Your response should be the lines from the one containing "person in the photo above." through the end of the material, copied exactly and with nothing added.

The data Start Marker

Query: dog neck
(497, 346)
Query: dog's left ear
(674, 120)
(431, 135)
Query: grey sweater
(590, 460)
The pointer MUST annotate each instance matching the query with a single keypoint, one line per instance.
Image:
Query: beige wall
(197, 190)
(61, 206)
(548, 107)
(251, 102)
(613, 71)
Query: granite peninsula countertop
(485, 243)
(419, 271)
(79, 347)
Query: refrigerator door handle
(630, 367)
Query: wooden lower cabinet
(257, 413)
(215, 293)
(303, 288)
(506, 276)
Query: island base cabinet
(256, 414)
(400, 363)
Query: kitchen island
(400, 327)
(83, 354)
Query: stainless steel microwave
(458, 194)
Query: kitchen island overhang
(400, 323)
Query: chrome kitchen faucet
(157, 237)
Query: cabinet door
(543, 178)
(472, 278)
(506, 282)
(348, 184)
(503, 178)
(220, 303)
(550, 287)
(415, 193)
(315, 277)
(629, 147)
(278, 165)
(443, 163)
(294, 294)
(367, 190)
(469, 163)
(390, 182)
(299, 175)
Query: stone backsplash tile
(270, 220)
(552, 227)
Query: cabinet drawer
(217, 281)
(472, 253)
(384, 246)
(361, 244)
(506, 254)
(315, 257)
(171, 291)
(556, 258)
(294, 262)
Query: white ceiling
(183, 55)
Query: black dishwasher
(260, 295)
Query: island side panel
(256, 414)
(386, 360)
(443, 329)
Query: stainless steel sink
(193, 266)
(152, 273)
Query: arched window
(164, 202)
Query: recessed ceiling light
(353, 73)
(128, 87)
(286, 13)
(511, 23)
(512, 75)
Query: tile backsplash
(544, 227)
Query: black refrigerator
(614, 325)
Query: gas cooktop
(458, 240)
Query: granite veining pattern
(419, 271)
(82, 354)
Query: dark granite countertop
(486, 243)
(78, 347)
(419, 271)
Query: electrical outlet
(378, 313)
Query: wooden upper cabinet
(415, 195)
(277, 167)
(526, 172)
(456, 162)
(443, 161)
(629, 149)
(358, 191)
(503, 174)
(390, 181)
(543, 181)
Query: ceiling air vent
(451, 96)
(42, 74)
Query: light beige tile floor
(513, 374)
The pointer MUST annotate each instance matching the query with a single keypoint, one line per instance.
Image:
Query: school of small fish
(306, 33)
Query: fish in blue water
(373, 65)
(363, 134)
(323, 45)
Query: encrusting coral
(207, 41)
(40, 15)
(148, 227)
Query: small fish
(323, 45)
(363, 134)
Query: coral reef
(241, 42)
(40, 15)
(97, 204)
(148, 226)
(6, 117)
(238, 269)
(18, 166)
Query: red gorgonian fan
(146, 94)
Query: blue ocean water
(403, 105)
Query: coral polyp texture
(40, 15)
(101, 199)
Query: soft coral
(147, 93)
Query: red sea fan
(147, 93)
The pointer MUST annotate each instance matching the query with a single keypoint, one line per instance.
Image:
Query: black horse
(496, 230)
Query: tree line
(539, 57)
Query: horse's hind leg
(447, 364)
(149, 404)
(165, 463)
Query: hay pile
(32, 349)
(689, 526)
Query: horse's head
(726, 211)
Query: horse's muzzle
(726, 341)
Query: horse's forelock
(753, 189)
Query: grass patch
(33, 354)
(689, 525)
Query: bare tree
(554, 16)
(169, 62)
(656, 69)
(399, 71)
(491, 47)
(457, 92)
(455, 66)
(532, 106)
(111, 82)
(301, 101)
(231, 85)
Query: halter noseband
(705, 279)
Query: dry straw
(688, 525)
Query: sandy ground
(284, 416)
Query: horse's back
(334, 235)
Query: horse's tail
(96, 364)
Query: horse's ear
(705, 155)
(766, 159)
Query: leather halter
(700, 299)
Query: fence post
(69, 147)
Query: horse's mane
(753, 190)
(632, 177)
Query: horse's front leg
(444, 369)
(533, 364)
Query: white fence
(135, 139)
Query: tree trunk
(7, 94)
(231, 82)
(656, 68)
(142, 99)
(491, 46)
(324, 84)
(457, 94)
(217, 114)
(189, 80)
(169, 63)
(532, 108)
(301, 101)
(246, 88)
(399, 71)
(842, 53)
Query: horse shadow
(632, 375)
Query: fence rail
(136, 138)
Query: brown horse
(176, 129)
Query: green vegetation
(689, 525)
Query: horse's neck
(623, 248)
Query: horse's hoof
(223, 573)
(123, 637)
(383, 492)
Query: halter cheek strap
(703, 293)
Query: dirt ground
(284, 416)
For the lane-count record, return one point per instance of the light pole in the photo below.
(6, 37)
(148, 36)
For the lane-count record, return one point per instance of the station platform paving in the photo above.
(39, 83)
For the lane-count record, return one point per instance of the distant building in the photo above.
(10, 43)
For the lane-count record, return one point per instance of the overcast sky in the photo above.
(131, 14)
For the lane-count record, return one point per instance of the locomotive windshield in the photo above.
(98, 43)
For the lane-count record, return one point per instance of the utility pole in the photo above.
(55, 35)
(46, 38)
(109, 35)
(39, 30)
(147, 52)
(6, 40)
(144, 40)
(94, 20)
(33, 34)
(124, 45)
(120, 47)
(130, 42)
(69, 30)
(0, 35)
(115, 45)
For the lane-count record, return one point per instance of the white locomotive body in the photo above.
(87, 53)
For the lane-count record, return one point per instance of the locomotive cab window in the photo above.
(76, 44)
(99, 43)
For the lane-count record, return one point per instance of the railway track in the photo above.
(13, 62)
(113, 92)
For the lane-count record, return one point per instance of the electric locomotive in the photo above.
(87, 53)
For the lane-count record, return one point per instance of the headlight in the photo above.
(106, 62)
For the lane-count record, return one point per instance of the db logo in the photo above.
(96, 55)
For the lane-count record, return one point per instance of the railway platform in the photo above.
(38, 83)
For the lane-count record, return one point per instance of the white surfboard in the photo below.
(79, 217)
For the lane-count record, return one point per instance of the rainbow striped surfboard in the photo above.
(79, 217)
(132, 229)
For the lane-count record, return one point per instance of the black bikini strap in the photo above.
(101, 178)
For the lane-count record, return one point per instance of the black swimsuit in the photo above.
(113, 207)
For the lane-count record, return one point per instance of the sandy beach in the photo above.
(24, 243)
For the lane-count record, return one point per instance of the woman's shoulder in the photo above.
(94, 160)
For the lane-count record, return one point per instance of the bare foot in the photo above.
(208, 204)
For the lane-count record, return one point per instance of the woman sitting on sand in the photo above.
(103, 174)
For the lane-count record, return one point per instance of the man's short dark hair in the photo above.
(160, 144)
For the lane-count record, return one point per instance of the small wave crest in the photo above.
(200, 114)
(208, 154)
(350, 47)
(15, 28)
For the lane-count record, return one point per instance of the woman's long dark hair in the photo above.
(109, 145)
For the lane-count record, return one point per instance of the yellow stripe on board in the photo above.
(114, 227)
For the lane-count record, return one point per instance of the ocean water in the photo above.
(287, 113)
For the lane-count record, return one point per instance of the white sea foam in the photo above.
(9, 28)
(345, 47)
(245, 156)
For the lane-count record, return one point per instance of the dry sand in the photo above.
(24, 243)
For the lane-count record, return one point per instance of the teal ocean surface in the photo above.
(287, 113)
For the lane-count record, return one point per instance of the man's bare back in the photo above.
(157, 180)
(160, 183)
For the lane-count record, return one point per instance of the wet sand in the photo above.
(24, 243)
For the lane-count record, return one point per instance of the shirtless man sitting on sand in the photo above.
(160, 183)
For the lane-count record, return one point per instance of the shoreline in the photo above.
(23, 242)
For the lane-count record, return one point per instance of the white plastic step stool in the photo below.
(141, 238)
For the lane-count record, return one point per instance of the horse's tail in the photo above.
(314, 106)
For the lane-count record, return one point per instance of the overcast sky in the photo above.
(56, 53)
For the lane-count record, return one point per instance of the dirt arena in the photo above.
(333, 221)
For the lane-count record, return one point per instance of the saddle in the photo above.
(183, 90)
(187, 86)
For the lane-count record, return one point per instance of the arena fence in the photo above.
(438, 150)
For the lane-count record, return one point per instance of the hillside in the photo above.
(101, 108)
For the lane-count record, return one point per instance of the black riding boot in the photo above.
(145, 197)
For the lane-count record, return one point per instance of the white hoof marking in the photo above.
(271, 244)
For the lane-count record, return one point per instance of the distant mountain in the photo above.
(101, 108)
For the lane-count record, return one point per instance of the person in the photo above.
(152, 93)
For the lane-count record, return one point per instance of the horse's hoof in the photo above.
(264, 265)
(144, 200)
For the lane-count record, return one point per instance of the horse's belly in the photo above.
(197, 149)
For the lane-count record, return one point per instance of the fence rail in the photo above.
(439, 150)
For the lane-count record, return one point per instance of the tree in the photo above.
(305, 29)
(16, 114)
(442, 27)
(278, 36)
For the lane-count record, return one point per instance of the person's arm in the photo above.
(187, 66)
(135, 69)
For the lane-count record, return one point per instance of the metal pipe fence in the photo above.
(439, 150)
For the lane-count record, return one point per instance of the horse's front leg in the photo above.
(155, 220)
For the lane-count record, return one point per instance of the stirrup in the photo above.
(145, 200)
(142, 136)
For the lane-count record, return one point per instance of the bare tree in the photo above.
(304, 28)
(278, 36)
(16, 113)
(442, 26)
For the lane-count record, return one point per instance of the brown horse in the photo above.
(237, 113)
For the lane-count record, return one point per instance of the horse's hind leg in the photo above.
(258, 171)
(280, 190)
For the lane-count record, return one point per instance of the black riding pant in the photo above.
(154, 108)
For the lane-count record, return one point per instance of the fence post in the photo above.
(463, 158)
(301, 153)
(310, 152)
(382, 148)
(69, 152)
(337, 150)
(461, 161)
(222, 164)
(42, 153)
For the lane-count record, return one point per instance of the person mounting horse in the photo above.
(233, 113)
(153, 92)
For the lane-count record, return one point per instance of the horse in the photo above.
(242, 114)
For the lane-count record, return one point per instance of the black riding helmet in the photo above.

The data End Marker

Answer to this problem.
For the lane-count record, return one point per instance of the person in the photo above.
(152, 93)
For the lane-count record, return one point per instance of the horse's hoof in the photo above.
(264, 265)
(144, 200)
For the lane-count record, return one point per instance of the horse's belly in the photo above.
(197, 149)
For the lane-count record, return one point per instance of the fence rail in the photo above.
(439, 150)
For the lane-count record, return one point per instance of the tree in the photo above.
(305, 29)
(16, 114)
(442, 27)
(278, 36)
For the lane-count record, return one point per instance of the person's arm in the photo above.
(187, 66)
(135, 69)
For the lane-count record, return one point per instance of the metal pipe fence in the photo above.
(439, 150)
For the lane-count record, return one point per instance of the horse's front leg in the photo above.
(155, 220)
For the lane-count record, return one point per instance of the stirrup in the photo above.
(145, 200)
(142, 136)
For the lane-count record, return one point per instance of the bare tree in the photo above.
(304, 28)
(278, 36)
(16, 113)
(442, 26)
For the lane-count record, return one point per instance of the brown horse in the photo above.
(237, 113)
For the lane-count record, return one point per instance of the horse's hind leg in the photo above.
(258, 171)
(280, 190)
For the lane-count record, return one point per instance of the black riding pant in the photo above.
(154, 108)
For the lane-count record, return one point per instance of the fence post in the photo above.
(463, 158)
(301, 153)
(310, 152)
(382, 148)
(69, 152)
(337, 150)
(461, 161)
(222, 164)
(42, 153)
For the lane-count record, return one point per instance of the person mounting horse in the photo above.
(233, 113)
(153, 92)
For the lane-count record, return one point per instance of the horse in the photo above.
(242, 114)
For the lane-count record, return one point per instance of the black riding helmet in the photo above.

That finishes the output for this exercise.